How to complete this task: For this exercise, write out the whole listing below exactly, omitting its images.

Provided entries:
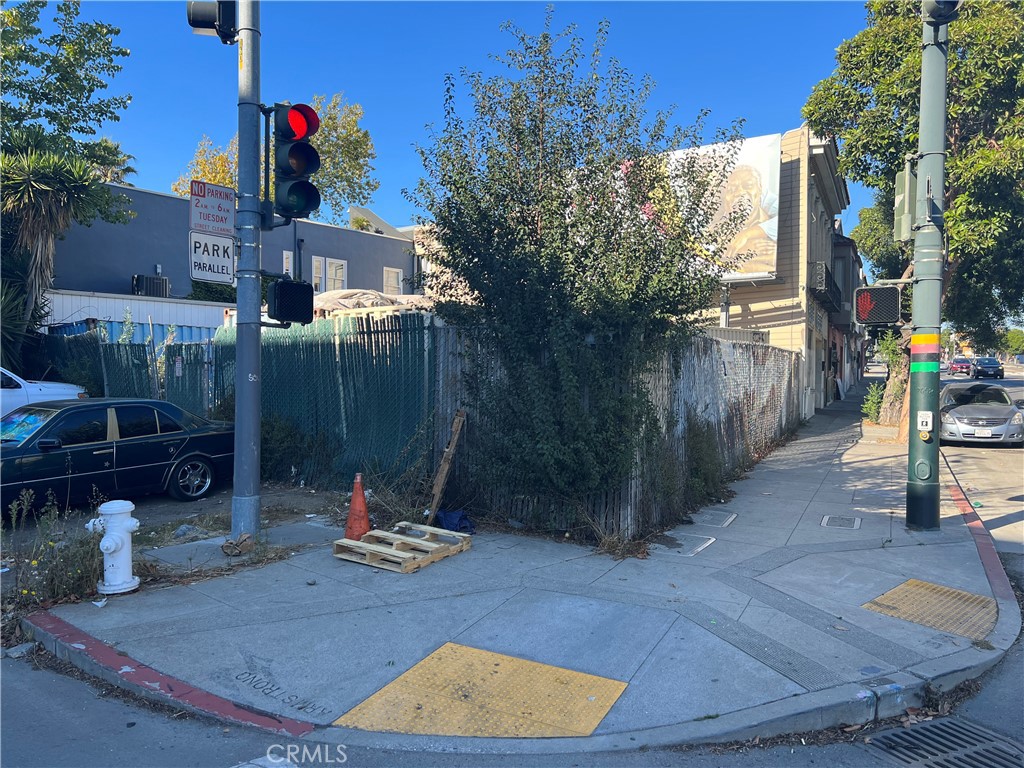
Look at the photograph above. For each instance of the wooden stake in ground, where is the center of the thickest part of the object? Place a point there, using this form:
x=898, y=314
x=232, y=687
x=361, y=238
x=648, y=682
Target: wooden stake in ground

Reply:
Look at the photograph above. For each instance of the wooden stake in ground, where is the center of the thickest part of the object? Place a point there, using this form:
x=898, y=314
x=232, y=687
x=361, y=238
x=648, y=682
Target: wooden stake in ground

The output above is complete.